Task statement: Go through the data below and return each line where the string "jacket" occurs.

Referring expression data:
===

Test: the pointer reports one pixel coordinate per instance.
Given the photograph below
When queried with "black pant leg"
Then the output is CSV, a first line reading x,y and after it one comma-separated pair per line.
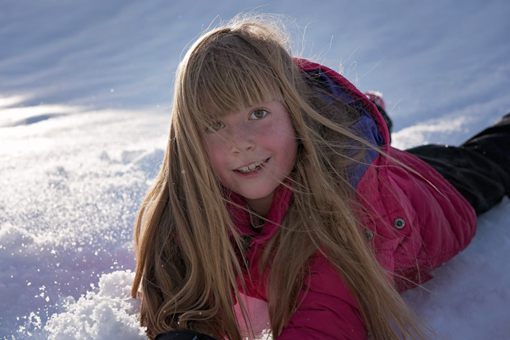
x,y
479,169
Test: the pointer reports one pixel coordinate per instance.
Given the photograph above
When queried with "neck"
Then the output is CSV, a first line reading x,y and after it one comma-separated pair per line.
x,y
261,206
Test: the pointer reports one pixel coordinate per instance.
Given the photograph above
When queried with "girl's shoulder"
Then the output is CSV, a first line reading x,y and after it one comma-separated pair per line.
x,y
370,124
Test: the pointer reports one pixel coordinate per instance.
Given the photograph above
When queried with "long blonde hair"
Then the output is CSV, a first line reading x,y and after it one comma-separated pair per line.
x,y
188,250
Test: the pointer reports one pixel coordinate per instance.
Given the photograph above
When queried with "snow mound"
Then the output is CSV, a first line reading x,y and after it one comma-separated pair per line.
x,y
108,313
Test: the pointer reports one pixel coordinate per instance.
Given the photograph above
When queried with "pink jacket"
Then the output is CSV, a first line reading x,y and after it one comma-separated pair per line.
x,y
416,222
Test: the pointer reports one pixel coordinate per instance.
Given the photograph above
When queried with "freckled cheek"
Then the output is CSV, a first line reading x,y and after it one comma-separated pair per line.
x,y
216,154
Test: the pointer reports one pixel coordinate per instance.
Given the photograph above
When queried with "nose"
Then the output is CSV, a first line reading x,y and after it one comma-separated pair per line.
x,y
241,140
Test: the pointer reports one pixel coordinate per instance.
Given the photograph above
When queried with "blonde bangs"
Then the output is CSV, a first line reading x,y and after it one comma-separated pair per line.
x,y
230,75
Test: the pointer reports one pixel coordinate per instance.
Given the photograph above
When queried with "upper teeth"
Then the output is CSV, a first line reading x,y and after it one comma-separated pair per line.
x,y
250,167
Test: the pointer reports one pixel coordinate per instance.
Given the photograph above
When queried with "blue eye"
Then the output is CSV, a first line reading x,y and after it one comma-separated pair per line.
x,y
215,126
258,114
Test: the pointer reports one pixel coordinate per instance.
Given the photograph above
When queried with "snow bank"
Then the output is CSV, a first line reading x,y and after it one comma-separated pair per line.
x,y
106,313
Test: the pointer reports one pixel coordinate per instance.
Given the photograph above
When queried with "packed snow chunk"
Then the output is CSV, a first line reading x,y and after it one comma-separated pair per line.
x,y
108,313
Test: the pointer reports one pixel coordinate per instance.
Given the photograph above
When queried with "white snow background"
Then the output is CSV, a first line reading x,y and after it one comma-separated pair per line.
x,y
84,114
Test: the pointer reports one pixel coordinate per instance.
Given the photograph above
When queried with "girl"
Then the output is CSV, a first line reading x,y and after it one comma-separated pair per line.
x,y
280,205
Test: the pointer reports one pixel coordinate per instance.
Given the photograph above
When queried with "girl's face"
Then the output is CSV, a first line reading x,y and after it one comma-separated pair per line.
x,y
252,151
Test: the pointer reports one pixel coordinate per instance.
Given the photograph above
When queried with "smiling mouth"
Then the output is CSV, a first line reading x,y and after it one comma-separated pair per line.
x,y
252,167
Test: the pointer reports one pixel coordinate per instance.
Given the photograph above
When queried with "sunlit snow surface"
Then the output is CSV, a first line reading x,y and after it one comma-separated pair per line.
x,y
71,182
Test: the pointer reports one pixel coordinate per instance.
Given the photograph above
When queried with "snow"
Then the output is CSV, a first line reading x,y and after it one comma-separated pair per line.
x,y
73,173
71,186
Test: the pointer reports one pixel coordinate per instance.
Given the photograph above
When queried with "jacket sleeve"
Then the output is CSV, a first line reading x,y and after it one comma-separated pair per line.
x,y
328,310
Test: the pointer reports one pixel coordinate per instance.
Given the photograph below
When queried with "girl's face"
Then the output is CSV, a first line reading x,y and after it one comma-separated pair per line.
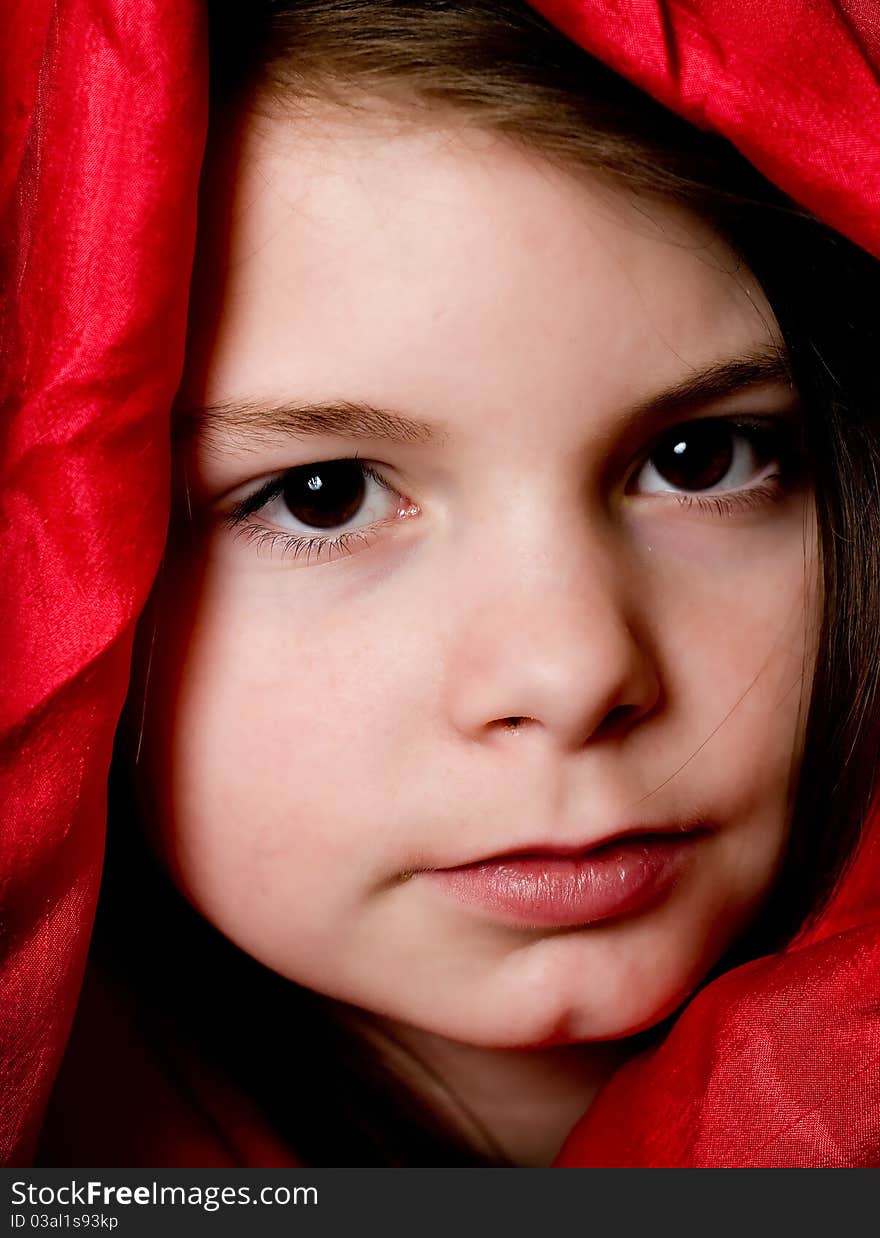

===

Response to this task:
When queried with "pink jacket"
When queried with "jacket sleeve"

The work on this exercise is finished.